> ENTRIES SUPPLIED:
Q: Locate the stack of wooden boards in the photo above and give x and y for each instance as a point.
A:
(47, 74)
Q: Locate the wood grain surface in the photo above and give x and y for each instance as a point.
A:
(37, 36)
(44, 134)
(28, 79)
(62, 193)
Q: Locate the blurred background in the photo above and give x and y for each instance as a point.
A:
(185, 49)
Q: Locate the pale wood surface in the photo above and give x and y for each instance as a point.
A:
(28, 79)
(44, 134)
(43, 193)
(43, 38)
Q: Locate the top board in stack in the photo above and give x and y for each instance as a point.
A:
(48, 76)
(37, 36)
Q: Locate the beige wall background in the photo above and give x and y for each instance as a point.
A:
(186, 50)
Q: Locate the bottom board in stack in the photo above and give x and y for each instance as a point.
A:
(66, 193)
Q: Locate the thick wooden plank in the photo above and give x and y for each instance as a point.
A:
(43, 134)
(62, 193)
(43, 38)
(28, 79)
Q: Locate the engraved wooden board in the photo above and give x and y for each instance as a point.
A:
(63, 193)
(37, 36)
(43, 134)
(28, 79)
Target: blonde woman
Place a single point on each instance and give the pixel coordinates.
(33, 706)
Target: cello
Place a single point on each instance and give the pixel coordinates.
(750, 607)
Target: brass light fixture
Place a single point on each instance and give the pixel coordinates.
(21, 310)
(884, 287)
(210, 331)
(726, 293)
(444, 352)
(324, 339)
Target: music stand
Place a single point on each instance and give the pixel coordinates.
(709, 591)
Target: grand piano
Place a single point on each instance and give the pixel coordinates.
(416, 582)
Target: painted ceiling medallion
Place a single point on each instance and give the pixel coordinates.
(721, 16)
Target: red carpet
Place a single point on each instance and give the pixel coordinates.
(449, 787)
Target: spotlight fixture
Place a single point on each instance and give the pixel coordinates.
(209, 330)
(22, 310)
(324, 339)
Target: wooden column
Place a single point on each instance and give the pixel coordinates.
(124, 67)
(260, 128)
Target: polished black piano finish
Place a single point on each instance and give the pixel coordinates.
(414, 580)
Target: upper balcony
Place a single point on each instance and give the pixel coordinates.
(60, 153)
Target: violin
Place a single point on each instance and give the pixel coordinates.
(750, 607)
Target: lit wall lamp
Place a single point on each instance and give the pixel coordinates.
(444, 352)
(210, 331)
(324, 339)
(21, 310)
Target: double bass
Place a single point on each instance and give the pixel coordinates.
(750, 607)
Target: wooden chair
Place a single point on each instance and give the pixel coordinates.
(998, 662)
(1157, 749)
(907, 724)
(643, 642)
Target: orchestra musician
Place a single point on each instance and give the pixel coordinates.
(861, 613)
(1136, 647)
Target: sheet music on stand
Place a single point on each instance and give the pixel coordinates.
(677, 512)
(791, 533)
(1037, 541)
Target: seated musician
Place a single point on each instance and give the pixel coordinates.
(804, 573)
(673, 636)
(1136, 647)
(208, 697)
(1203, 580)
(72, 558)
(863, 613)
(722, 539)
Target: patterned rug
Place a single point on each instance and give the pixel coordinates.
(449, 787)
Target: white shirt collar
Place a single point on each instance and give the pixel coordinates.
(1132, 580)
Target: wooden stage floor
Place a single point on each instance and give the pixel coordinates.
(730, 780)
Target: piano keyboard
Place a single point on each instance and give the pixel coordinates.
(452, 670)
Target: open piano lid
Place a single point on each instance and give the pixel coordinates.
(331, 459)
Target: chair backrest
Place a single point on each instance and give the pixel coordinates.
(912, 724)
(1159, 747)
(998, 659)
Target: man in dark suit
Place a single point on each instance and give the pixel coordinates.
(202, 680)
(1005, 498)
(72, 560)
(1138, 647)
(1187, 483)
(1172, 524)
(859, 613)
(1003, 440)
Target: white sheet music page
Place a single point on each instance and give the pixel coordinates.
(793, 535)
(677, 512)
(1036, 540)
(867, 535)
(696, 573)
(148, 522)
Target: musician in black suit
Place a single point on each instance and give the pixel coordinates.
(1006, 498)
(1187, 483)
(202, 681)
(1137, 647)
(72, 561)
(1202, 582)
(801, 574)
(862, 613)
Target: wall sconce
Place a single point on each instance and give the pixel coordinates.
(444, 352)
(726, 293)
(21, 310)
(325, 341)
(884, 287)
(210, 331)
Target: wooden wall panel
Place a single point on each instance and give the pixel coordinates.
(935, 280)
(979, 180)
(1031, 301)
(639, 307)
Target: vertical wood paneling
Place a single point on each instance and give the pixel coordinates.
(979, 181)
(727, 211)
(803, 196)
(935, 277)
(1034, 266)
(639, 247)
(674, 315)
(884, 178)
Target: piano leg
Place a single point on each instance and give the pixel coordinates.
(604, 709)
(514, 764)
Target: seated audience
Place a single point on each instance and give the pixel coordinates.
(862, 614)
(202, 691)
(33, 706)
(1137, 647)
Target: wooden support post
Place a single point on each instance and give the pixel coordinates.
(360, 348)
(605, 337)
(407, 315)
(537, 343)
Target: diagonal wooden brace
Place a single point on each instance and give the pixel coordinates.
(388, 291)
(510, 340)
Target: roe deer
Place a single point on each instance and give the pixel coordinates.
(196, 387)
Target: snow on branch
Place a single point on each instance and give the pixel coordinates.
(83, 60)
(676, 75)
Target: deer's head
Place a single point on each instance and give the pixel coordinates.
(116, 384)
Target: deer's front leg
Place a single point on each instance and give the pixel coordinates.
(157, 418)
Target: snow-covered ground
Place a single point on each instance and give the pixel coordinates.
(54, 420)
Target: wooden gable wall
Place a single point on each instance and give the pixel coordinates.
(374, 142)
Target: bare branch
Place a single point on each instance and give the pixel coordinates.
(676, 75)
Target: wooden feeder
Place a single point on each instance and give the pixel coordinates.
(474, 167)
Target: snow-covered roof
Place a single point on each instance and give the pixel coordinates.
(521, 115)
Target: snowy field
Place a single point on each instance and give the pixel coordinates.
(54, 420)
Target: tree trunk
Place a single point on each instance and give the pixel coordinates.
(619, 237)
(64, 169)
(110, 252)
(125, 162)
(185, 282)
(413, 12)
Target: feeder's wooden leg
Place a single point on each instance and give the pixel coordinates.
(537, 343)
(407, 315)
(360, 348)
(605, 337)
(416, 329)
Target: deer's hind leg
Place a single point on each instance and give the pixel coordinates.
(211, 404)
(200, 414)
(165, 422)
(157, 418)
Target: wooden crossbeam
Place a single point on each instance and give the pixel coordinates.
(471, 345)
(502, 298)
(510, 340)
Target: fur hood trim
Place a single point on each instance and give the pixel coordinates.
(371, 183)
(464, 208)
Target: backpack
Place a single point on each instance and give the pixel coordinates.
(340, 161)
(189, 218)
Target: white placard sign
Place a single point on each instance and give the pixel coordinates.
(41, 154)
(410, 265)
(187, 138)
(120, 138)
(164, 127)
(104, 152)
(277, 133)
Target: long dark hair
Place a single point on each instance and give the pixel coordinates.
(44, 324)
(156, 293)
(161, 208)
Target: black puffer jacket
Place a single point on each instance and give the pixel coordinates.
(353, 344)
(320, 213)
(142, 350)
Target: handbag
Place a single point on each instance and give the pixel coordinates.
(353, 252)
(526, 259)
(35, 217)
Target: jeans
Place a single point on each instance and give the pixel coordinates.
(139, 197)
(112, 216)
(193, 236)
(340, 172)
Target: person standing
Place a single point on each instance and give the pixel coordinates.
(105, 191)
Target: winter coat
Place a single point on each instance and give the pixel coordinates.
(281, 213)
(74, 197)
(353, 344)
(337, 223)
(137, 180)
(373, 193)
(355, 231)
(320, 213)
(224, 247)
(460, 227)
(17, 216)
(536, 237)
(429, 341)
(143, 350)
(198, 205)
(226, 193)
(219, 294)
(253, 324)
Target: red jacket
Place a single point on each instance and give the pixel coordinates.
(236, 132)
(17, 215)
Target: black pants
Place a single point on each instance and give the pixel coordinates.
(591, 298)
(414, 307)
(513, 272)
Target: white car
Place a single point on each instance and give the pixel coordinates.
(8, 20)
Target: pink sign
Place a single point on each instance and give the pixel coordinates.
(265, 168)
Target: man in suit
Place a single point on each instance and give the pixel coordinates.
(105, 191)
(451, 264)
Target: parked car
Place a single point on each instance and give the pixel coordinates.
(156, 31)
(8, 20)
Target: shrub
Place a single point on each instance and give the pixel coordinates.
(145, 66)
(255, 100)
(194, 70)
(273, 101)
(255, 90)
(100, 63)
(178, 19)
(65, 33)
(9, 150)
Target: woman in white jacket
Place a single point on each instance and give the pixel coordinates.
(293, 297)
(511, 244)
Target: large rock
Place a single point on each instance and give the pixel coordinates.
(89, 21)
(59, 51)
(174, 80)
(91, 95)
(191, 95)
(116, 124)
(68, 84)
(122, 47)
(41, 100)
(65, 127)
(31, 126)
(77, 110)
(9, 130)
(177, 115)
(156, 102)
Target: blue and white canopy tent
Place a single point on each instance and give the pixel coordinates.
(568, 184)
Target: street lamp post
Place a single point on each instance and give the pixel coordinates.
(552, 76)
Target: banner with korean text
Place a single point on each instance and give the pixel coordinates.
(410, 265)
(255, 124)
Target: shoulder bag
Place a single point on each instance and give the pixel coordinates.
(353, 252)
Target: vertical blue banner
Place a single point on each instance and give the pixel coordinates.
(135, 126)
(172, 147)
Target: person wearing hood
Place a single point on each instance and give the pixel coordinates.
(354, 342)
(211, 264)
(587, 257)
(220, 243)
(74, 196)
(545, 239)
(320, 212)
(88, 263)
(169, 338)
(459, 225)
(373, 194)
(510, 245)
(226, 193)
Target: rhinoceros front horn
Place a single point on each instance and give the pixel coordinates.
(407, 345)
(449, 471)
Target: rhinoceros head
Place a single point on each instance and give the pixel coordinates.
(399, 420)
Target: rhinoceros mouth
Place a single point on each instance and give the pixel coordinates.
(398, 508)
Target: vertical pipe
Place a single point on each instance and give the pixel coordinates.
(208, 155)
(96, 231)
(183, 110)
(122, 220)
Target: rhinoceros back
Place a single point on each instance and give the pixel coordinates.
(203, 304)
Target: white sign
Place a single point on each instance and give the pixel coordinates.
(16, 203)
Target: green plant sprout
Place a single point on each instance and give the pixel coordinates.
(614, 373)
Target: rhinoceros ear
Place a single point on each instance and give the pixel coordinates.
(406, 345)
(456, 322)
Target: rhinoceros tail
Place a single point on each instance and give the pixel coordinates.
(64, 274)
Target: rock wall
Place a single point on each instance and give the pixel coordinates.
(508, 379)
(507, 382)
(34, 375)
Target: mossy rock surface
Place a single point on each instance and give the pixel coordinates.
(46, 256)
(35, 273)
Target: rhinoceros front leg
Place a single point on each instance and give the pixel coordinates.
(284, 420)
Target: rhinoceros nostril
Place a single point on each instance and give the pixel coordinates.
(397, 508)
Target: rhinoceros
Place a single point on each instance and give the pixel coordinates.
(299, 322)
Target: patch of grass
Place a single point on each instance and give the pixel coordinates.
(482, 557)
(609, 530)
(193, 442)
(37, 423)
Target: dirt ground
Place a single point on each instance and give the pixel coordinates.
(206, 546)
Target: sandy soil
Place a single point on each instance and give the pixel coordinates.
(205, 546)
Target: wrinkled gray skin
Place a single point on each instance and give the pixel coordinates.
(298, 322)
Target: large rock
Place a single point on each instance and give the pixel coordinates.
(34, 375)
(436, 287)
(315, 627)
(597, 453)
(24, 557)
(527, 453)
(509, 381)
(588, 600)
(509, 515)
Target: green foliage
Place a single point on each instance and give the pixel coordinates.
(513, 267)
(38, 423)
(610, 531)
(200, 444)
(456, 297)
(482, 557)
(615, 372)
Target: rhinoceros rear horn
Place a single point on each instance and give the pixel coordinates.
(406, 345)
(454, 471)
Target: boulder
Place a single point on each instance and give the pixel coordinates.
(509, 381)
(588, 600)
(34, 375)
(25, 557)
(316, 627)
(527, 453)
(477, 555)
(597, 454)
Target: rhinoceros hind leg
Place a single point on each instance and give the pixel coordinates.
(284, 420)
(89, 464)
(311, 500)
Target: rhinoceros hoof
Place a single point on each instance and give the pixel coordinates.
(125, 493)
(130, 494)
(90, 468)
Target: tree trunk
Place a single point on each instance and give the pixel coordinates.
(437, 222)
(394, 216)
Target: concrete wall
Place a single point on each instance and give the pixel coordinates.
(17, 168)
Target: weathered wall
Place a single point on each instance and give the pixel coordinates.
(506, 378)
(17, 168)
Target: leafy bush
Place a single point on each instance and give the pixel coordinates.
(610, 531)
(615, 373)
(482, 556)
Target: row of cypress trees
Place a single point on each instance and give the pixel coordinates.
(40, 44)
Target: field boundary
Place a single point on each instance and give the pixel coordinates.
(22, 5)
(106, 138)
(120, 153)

> TASK STATEMENT:
Scan the material above for lines holding "person" and copy each of them.

> TASK RESPONSE:
Target: person standing
Target: person wearing hood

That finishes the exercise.